Brano citato:
+===+

Nelle stesso tempo non va dimenticato che il Meazza, sia in versione nerazzurra che in quella rossonera, è uno degli stadi meno cari d’Italia per quanto riguarda le squadre più importanti. E forse anche per questo che i due club riescono a riempire il Meazza abbastanza agevolmente.
STADI SEMPRE PIENI ANCHE PER ESIGENZE TELEVISIVE
In questo quadro è comprensibile il motivo per il quale le due società hanno optato per un impianto da 60/65mila posti. Nei fatti è la stessa scelta che fece a suo tempo la Juventus quando scelse un impianto da 40.000 posti considerando che non sempre, specialmente quando le cose andavano male, il club riempiva il vecchio Delle Alpi (67.229 posti).
In pratica la filosofia è questa: lo stadio deve avere una capienza che consenta ai club che vi giocano di riempirlo molto agevolmente anche nei tempi più bui. Avere gli spalti pieni piace molto ai giocatori che trovano un ambiente infuocato a loro sostegno, ma soprattutto ai broadcaster che pagano per i diritti televisivi.
In tv uno stadio pieno rende sempre meglio che gli spalti vuoti, anche se poi magari in termini assoluti ci sono più spettatori nel secondo caso che nel primo (nel vecchio Maracanà di Rio de Janeiro da 200.000 posti anche una folla di 80.000 persone non riusciva a distogliere l’aura di desolazione che le platee per larghi tratti vuote trasmettevano): tanto che, anche per esigenze televisive, in Spagna ad esempio vengono messi in vendita prima i biglietti dei settori dello stadio posti di fronte alla telecamera principale, in modo da dare comunque l’idea di un impianto pieno a chi guarda la partita da casa.
Se invece la squadra va bene e l’entusiasmo è a mille, i club potranno tranquillamente posso agire sulla leva del prezzo aumentando il costo dei tagliandi secondo le esigenze del mercato. Con buona pace di molti tifosi, che pur in favore della costruzione del nuovo impianto, vedono con preoccupazione la possibilità di una esclusione dallo stadio delle fasce meno abbienti della popolazione.

+===+

Voci dei dati:

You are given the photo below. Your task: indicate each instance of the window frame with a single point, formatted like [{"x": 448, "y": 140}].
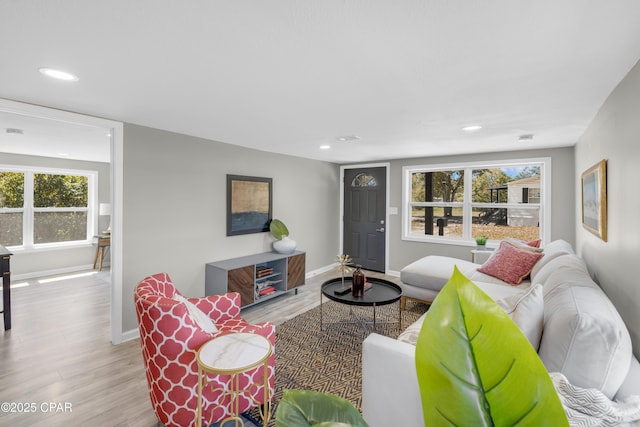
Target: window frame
[
  {"x": 468, "y": 205},
  {"x": 28, "y": 210}
]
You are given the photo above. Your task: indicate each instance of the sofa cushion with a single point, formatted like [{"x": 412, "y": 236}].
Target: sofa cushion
[
  {"x": 585, "y": 338},
  {"x": 525, "y": 308},
  {"x": 533, "y": 245},
  {"x": 551, "y": 251},
  {"x": 527, "y": 311},
  {"x": 433, "y": 271},
  {"x": 510, "y": 264},
  {"x": 572, "y": 265}
]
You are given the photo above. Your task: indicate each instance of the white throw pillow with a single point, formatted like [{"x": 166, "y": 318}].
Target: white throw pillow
[
  {"x": 527, "y": 311},
  {"x": 198, "y": 316}
]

+===+

Scopo del compito: Ripeti alla lettera la parte del brano sugli stadi compresa tra "STADI SEMPRE PIENI" e "i diritti televisivi.", estremi inclusi.

Risposta al compito:
STADI SEMPRE PIENI ANCHE PER ESIGENZE TELEVISIVE
In questo quadro è comprensibile il motivo per il quale le due società hanno optato per un impianto da 60/65mila posti. Nei fatti è la stessa scelta che fece a suo tempo la Juventus quando scelse un impianto da 40.000 posti considerando che non sempre, specialmente quando le cose andavano male, il club riempiva il vecchio Delle Alpi (67.229 posti).
In pratica la filosofia è questa: lo stadio deve avere una capienza che consenta ai club che vi giocano di riempirlo molto agevolmente anche nei tempi più bui. Avere gli spalti pieni piace molto ai giocatori che trovano un ambiente infuocato a loro sostegno, ma soprattutto ai broadcaster che pagano per i diritti televisivi.